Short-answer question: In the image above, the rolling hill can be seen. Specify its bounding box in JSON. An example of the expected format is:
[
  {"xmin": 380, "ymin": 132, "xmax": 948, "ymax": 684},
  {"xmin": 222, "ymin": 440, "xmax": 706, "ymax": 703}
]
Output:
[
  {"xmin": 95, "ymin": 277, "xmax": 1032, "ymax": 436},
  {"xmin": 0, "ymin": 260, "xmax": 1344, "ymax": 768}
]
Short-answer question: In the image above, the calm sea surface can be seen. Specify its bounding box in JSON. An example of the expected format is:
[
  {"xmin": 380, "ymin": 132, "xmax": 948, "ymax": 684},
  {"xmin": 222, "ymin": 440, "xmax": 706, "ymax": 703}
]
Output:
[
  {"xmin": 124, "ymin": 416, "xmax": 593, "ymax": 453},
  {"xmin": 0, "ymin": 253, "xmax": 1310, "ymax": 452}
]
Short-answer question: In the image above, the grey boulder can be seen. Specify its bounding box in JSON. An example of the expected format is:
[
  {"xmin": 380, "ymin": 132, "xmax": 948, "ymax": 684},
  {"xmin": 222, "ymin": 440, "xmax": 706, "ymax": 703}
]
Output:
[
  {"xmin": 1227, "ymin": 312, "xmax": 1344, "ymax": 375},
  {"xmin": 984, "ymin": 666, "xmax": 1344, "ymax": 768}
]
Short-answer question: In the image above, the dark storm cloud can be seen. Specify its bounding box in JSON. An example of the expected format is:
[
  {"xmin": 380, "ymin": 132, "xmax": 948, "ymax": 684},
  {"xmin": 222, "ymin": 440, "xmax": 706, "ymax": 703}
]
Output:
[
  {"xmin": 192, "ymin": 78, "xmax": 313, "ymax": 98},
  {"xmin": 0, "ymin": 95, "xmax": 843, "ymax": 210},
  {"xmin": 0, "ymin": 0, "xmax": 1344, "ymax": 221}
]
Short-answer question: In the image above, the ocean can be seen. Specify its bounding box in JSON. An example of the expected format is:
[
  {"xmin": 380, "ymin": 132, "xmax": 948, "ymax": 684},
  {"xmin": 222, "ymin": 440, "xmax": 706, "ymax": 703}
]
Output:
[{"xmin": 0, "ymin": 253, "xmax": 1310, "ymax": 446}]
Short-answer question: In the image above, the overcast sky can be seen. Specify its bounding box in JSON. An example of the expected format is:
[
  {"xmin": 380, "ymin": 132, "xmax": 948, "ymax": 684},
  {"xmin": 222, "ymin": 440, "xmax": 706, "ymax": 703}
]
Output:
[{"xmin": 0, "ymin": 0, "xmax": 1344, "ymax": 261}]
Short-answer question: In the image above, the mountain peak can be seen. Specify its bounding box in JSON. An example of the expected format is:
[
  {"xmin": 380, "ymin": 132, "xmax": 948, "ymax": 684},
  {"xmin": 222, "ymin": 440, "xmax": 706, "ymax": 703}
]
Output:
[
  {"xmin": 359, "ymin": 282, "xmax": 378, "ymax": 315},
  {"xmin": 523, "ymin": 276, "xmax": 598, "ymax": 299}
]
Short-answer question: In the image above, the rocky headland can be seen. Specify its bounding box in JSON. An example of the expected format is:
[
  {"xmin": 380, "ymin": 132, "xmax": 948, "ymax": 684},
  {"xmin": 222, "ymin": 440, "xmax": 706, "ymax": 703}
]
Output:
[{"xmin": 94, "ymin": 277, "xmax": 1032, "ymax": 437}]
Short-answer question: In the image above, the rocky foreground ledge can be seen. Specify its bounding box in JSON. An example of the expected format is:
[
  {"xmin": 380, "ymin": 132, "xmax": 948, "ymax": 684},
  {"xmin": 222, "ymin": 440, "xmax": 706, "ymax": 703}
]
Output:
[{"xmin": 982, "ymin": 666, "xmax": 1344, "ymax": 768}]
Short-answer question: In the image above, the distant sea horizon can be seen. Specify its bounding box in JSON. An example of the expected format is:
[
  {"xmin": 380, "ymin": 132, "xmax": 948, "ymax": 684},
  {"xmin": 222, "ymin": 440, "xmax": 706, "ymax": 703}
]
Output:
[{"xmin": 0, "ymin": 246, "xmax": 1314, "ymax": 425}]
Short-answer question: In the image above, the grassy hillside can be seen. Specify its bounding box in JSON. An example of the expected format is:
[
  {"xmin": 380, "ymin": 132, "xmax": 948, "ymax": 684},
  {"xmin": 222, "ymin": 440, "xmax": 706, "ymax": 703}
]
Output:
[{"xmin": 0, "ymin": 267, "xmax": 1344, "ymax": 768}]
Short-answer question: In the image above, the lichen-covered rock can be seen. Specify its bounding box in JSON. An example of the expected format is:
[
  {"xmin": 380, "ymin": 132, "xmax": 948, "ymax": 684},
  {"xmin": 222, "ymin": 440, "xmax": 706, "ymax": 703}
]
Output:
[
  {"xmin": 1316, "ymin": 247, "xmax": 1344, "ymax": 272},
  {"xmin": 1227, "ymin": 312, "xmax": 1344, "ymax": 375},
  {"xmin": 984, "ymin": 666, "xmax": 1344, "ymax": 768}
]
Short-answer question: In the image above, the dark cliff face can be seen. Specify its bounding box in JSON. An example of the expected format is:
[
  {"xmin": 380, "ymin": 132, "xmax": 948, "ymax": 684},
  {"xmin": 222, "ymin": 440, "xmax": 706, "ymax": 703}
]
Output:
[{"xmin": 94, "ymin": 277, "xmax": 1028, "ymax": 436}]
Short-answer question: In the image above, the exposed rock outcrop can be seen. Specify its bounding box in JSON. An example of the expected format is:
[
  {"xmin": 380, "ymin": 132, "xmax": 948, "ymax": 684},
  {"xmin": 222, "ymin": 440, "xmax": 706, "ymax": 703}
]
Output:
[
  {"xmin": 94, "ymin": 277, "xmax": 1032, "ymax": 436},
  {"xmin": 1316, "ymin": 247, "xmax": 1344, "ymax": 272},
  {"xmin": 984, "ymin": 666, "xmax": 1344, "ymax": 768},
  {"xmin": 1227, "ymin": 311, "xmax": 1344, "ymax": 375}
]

--

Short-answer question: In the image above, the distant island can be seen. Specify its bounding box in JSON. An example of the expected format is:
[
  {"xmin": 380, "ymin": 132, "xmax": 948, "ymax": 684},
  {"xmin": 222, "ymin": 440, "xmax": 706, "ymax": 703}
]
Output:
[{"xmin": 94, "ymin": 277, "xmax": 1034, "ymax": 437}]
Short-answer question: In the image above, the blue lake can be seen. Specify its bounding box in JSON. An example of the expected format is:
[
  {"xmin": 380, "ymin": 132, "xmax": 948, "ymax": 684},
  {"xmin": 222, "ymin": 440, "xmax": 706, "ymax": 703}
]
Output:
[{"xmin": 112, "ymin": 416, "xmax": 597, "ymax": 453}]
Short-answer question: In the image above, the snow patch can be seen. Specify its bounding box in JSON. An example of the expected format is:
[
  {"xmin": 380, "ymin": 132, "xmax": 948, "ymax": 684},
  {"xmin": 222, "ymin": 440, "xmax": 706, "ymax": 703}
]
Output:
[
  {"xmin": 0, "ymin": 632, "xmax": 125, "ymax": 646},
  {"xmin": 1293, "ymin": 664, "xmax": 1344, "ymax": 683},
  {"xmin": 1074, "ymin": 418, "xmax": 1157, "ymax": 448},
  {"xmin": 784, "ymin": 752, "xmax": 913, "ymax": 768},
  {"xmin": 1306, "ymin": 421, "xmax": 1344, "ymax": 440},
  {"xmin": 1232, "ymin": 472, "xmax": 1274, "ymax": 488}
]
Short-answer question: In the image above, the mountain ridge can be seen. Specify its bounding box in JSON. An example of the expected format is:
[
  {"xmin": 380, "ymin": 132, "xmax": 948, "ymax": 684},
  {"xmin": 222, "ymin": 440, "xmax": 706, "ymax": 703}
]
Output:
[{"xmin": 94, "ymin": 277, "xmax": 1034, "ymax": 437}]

---

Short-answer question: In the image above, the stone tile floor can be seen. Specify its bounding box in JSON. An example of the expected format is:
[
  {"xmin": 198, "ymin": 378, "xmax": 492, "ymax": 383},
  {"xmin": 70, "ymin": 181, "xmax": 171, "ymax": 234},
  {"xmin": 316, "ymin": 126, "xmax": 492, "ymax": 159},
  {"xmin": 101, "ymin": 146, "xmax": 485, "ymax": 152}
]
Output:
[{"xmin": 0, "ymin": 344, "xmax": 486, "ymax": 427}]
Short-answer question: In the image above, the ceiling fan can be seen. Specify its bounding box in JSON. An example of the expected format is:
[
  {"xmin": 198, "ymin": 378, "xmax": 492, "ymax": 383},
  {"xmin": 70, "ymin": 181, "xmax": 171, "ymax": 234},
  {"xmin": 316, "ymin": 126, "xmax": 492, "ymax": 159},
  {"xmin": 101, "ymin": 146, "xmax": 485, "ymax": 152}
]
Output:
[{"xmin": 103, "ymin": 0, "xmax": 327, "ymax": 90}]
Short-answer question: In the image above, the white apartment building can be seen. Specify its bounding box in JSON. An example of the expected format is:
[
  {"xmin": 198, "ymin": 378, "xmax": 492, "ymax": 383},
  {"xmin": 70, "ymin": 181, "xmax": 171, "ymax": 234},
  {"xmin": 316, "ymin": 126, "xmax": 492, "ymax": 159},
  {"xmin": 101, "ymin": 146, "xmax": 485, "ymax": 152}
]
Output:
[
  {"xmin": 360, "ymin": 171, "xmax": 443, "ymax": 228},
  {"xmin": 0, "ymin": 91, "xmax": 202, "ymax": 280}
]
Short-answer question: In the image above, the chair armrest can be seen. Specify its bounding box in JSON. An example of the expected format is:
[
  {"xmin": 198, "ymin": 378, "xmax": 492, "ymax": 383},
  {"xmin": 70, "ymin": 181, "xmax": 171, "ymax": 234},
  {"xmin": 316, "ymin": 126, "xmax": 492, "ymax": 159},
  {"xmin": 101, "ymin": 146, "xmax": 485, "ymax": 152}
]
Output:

→ **Exercise details**
From the records above, copy every line that contains the word "distant".

→ **The solution**
Short-answer question: In the image above, the distant sea horizon can be seen. Specify its bounding box in JSON. An example of the expected format is:
Short-answer question: In the image above, the distant island can be seen. Specify its bounding box in JSON. An example of the expected format is:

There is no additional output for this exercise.